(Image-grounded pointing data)
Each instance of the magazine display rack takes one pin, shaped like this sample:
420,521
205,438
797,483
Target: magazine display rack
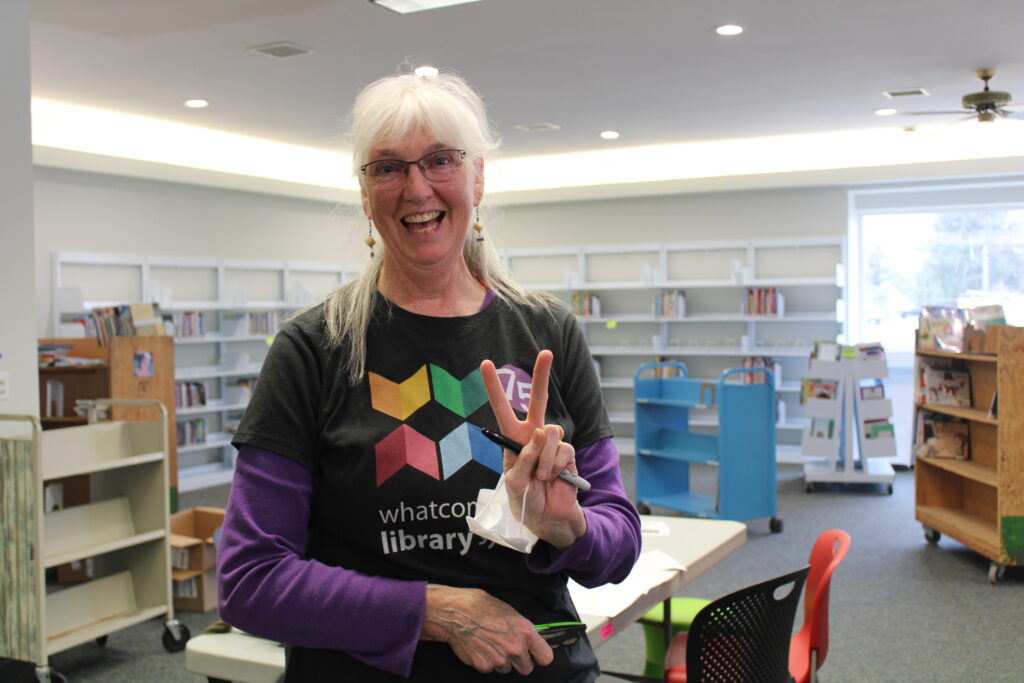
743,449
122,535
979,500
849,431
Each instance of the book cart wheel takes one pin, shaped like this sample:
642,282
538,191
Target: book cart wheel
47,675
175,636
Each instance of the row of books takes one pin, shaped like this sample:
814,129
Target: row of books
587,304
671,304
949,328
189,394
135,319
825,428
827,350
192,431
763,301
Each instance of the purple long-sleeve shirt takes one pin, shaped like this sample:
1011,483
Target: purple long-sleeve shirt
268,589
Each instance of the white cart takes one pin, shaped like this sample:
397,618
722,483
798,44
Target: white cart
844,454
122,532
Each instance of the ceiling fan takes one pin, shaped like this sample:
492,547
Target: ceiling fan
985,105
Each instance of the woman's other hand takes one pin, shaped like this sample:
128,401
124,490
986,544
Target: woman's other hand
551,510
483,632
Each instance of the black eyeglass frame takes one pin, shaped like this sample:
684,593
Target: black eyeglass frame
418,162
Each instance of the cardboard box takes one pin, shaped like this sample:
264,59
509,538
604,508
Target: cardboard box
192,539
195,591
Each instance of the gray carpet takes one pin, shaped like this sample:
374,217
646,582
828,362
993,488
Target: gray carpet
901,609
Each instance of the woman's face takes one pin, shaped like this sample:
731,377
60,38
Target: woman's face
423,223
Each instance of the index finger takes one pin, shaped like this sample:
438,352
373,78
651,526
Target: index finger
496,396
539,388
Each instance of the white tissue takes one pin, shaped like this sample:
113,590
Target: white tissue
495,520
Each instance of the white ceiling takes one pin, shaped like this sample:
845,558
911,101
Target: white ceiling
653,70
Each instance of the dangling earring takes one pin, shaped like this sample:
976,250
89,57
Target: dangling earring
478,226
370,239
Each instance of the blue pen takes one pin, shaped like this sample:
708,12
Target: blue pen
509,444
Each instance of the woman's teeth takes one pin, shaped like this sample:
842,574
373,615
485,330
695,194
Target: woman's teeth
419,223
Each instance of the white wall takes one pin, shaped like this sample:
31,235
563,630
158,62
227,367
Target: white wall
17,335
725,215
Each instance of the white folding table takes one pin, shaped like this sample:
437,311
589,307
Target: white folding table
695,545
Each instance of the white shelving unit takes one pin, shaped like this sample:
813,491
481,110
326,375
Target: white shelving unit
845,455
714,334
123,531
230,295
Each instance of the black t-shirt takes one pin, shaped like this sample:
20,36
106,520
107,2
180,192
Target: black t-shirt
397,461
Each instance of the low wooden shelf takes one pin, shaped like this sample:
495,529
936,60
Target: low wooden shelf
980,501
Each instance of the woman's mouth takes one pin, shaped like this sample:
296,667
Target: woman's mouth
421,223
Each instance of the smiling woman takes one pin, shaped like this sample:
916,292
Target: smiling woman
361,452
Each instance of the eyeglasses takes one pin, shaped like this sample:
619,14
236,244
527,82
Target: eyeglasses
436,167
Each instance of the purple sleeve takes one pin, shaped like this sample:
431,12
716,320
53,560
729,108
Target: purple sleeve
267,589
611,544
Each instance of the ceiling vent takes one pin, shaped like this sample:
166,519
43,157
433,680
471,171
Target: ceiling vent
537,127
905,92
281,50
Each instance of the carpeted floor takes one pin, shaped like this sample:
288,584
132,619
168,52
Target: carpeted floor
901,609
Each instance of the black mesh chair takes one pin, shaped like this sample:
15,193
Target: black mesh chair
740,637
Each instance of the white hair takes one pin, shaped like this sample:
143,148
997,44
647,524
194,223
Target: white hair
388,109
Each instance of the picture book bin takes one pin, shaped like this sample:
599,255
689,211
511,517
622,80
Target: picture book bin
742,449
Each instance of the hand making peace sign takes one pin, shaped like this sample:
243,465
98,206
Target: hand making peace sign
551,511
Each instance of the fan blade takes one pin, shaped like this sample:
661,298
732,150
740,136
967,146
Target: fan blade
935,113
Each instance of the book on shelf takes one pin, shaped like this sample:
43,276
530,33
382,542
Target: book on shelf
879,429
763,301
822,427
815,388
870,351
942,437
945,386
758,361
587,304
670,304
871,390
141,319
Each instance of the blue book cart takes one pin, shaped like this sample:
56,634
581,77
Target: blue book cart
743,449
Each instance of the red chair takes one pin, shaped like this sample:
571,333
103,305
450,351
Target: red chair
810,645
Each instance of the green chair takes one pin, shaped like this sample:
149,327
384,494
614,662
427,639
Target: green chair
683,610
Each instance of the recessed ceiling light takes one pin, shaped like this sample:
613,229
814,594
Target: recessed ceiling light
538,127
409,6
905,92
281,49
729,30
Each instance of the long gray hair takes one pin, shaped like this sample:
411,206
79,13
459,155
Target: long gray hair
387,110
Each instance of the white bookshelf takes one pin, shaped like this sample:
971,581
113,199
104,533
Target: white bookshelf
228,294
713,333
122,534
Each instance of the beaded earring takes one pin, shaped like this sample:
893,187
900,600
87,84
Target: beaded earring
478,226
370,239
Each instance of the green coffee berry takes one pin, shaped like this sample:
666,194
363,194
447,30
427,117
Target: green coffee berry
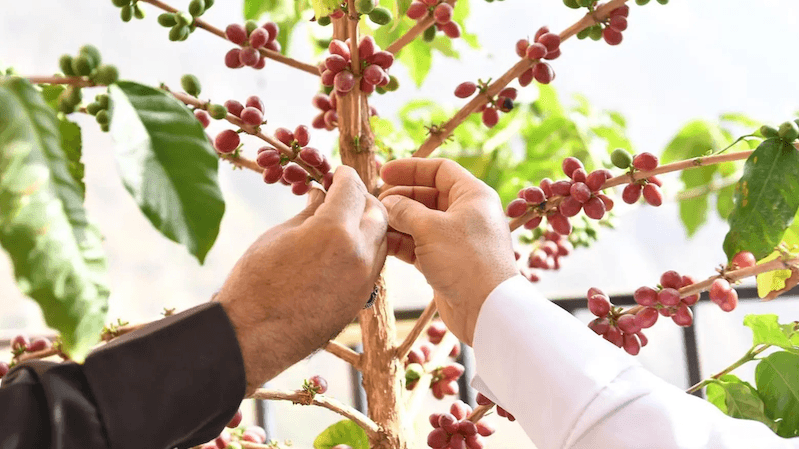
596,33
138,12
621,158
380,16
126,13
365,6
82,65
393,84
789,131
429,34
102,117
92,52
768,132
217,111
167,19
190,84
178,33
106,74
196,8
250,26
184,18
93,108
102,100
66,65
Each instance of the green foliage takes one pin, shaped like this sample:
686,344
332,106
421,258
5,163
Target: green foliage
765,199
738,399
57,255
167,164
342,432
700,138
777,379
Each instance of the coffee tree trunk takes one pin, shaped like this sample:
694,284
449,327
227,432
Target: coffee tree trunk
382,371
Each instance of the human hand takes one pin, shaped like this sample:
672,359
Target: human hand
452,227
301,282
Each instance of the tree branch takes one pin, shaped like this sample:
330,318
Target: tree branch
436,139
424,319
312,69
626,178
306,398
344,353
414,32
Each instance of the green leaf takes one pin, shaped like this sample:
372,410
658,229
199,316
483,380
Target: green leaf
57,255
167,164
767,330
777,379
73,149
342,432
765,199
324,8
738,399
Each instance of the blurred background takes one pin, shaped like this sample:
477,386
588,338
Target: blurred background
678,62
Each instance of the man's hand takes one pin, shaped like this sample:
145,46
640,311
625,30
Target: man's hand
301,282
452,227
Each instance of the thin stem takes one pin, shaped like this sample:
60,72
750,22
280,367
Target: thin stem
421,25
306,398
438,357
436,139
748,357
344,353
424,319
627,177
312,69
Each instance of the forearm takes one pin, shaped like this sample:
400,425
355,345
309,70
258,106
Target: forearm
173,383
570,389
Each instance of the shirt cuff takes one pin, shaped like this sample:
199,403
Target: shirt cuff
537,360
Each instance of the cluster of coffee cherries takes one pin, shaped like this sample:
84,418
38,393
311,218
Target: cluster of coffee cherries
441,12
454,430
377,14
252,39
337,72
649,187
546,45
580,192
129,9
280,167
234,434
490,110
609,30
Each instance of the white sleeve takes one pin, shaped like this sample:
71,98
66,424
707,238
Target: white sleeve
569,388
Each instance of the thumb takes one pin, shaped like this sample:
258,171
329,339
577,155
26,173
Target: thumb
406,215
315,199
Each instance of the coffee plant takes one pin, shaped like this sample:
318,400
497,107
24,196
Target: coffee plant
567,186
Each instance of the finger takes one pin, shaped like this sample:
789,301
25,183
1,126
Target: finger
409,216
346,197
316,197
428,196
374,222
401,246
443,174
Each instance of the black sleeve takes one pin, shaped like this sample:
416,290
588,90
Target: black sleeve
173,383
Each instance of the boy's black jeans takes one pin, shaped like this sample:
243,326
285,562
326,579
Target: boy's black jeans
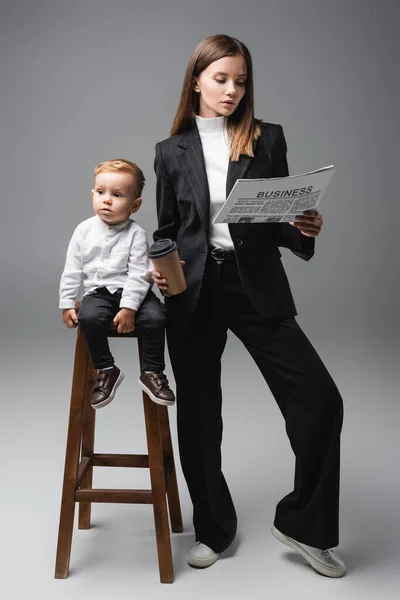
99,308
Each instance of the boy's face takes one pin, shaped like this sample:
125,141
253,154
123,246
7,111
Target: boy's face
114,197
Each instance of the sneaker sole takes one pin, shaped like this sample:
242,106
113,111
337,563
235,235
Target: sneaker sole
318,566
202,563
112,393
154,398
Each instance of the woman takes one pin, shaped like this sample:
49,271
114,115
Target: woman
236,281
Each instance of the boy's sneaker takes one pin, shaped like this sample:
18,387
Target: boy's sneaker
105,386
156,387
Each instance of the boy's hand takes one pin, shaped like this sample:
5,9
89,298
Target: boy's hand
124,320
70,319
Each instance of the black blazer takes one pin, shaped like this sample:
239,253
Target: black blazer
183,206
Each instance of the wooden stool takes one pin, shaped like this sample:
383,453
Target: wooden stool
80,460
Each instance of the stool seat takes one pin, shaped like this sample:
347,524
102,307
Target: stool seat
80,459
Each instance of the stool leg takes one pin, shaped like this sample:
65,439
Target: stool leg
71,460
157,478
174,505
88,429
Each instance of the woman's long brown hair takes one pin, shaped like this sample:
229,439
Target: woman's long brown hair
243,128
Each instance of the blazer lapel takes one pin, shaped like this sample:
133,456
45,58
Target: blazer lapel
192,161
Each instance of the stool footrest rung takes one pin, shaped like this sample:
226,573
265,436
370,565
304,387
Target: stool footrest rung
140,461
114,496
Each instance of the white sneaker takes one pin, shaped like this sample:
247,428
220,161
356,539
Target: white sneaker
201,556
326,562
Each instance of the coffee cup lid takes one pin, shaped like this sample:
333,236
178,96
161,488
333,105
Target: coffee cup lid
162,248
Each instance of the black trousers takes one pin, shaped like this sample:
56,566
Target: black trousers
306,395
100,308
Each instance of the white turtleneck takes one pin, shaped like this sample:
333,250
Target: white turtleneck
214,139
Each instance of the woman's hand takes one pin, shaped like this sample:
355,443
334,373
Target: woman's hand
70,319
160,281
309,223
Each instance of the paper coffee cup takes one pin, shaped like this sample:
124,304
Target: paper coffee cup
165,257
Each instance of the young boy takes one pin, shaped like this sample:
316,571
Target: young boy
110,253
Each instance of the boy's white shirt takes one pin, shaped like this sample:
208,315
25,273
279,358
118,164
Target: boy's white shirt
111,256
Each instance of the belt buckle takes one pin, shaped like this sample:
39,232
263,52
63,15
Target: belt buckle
218,255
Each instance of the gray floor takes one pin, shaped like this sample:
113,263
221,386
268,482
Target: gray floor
118,555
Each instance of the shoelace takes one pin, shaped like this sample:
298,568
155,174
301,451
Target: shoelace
99,381
159,379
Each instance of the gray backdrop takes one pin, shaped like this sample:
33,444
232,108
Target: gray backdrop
84,81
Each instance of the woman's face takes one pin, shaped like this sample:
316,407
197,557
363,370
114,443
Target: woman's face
221,86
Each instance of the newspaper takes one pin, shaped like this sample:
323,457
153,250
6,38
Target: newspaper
274,200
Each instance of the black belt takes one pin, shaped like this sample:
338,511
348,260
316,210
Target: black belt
221,254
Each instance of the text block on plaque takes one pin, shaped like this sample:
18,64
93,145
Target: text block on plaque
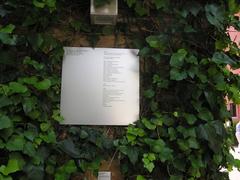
100,86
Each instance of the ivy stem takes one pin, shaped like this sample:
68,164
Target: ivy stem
110,163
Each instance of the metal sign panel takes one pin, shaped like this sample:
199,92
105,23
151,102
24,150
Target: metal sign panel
100,86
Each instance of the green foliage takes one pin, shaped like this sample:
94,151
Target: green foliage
180,134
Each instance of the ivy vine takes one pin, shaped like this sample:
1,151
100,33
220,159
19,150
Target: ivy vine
184,50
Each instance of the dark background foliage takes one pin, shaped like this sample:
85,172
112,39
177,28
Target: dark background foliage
184,82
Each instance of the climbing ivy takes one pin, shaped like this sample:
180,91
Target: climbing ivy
184,51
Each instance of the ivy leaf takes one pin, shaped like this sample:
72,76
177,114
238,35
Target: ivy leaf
148,161
38,66
193,143
66,170
16,87
140,177
148,124
29,104
8,39
177,59
5,122
130,3
15,163
158,42
172,134
5,101
51,3
149,93
38,4
191,119
43,85
178,75
205,114
215,15
29,149
69,148
161,3
36,41
222,58
16,143
7,29
235,94
45,126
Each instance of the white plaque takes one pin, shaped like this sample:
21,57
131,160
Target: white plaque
100,86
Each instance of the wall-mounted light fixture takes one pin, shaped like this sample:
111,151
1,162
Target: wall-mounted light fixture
106,14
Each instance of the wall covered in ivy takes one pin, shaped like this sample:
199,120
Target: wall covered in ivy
184,51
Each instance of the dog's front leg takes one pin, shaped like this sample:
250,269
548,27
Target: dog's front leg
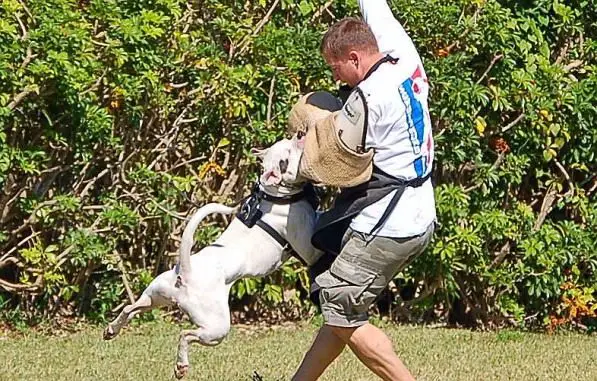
201,335
128,312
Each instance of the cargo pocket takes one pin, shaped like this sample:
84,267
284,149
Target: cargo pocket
356,294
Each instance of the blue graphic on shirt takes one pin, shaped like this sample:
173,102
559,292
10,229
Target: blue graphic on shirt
415,118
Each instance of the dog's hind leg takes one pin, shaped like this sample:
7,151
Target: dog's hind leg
214,325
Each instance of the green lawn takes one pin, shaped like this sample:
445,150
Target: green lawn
148,352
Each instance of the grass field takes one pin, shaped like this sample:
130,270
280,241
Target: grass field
147,353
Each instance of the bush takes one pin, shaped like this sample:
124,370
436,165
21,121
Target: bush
117,118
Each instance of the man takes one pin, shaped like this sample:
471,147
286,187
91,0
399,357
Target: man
378,226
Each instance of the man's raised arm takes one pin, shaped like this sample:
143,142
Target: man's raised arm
391,37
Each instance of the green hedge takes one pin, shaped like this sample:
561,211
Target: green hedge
117,118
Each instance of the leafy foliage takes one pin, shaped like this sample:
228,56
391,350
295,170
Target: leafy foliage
117,118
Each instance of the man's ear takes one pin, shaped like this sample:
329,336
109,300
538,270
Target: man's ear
259,153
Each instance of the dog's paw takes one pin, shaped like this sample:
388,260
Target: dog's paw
180,370
109,333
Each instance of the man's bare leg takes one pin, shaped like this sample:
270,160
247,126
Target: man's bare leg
375,350
325,348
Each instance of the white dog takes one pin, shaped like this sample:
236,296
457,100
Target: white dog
201,283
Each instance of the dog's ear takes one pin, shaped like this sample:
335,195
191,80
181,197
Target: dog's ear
270,178
298,139
259,153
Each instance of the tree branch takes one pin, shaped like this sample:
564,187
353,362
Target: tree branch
491,64
514,122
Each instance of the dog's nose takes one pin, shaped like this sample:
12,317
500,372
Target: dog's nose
283,166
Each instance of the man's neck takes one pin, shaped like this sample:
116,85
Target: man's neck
368,62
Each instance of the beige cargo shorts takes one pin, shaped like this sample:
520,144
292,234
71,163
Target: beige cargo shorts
363,269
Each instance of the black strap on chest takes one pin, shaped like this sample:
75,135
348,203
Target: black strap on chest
272,232
414,183
376,65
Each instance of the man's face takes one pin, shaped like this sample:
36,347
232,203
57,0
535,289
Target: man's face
345,69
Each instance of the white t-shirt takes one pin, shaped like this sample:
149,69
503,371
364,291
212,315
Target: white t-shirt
399,127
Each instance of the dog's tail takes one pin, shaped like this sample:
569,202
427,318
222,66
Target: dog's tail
189,232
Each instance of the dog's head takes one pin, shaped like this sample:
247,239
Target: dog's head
281,161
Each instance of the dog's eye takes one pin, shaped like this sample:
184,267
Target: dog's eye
283,165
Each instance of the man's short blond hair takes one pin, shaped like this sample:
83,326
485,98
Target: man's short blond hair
348,34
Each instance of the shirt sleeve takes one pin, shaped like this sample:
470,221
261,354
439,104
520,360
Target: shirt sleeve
391,37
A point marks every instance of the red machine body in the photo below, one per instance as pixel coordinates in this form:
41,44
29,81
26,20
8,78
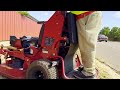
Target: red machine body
49,43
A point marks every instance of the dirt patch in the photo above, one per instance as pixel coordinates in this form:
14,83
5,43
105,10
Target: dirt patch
106,72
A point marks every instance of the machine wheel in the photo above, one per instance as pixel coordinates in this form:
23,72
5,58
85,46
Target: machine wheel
41,69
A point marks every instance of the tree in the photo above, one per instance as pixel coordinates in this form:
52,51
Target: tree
25,13
115,34
105,31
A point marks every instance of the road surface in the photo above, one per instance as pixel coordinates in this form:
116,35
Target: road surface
109,53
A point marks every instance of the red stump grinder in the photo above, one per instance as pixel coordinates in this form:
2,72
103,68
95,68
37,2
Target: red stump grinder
41,57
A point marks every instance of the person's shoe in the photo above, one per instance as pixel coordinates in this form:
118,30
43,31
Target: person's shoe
80,75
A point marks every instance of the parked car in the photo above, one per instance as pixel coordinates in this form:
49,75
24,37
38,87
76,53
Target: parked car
102,37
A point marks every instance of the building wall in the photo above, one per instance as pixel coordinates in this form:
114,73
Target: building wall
13,23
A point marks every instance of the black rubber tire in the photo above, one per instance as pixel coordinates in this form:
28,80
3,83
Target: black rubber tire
44,67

What you will do
Search the data for "photo". Copy each line that has it.

The answer
A point marks every instance of the red machine body in the photo below, one per instance as pixel coordinates in this form:
A point marks every instance of the dirt patch in the photo above, one per instance as pixel coordinates in this form:
A point marks every instance of the machine wheel in the photo above, one per instance as pixel coordinates in this form:
A point marks every instance of the tree in the photo above, one per instance as pixel coordinates in this form:
A point marks every instance of the road surface in the photo above, one per instance as pixel coordinates in this form:
A point marks every instance of the red stump grinder in the photo above, one per instance as pixel coordinates in this form:
A point marks every instance of the person's shoe in the photo above, one per instance as pixel coordinates in this form:
A point marks every instance of the parked car in the photo above, one per instance as pixel coordinates in this form:
A point marks every instance of the building wall in the photo above, one per instance as pixel coordinates in this form:
A point marks every instance of the black rubber tire in the photo above, one per instance as pixel coordinates in this form:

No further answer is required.